### What you should do:
Transcribe every item below verbatim, line for line, and leave the pictures out of your transcription.

---------- Listed entries ----------

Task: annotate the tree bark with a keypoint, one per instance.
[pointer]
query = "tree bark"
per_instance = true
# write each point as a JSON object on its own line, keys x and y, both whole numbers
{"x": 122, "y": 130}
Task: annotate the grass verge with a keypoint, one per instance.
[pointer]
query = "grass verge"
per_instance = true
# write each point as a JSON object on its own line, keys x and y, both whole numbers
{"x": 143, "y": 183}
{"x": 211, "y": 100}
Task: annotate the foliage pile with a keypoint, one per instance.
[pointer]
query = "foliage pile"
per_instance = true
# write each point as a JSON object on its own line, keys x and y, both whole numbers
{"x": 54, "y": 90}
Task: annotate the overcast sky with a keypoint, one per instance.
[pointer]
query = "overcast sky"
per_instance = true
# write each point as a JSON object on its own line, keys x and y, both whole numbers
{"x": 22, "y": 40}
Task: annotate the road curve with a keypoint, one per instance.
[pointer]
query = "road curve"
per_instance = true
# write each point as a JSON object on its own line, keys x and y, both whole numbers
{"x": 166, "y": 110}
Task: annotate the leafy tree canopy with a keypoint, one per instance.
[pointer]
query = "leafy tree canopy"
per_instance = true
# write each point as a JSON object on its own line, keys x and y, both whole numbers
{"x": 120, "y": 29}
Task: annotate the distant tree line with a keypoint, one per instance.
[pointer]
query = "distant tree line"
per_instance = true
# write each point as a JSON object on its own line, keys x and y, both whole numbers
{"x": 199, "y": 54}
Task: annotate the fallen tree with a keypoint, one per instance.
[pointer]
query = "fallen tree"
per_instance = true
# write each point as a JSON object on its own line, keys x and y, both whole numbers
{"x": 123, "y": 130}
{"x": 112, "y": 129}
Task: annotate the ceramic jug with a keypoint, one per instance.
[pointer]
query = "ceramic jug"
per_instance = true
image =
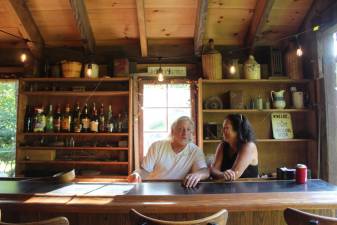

----------

### Response to this exercise:
Task: annotate the tree bark with a keypoint, one per instance.
[pointer]
query = "tree bark"
per_instance = true
# write each point as a JSON object on its own line, keys x and y, both whole numbers
{"x": 122, "y": 130}
Task: annotate the grass verge with a keypoint, one per instance.
[pointer]
query = "grass verge"
per_instance = true
# write each point as a JSON object on its own line, keys x and y, both whole numbers
{"x": 143, "y": 183}
{"x": 211, "y": 100}
Task: annotate the foliage pile with a keypoint, one per instance.
[pointer]
query = "foliage pile"
per_instance = true
# write each point as a JSON object on its own line, keys x and y, both whole numbers
{"x": 54, "y": 90}
Task: annotate the overcast sky with a keypoint, one per instance.
[pointer]
query = "overcast sky"
per_instance = true
# write each point as a JSON object on its own line, keys x and y, both whole numbers
{"x": 22, "y": 40}
Task: annotate the road curve with a keypoint, one per instance.
[pointer]
query = "road curve"
per_instance = true
# write each point as a JSON object on its own line, keys x and y, both whole numbers
{"x": 166, "y": 110}
Task: annotate the leafy tree canopy with a keypoint, one per instance.
[pointer]
query = "leafy tree canopy"
per_instance = true
# write each point as a JSON object on its own line, keys x and y, both whole numbers
{"x": 120, "y": 29}
Task: annotate the distant tree line with a keypoint, one per instance.
[pointer]
query = "distant tree line"
per_instance = true
# write each point as a JSON object on its own line, keys x and y, both whole numbers
{"x": 199, "y": 54}
Task: annotate the fallen tree with a keypoint, one per instance.
[pointer]
query = "fallen tree"
per_instance = true
# write each point as a JSON object on its own line, keys x and y, both whole numbers
{"x": 123, "y": 130}
{"x": 112, "y": 129}
Task: annotate the ceramic jug with a keypoint, one per instance.
[pointer]
query = "ceramic jug"
per_instance = true
image =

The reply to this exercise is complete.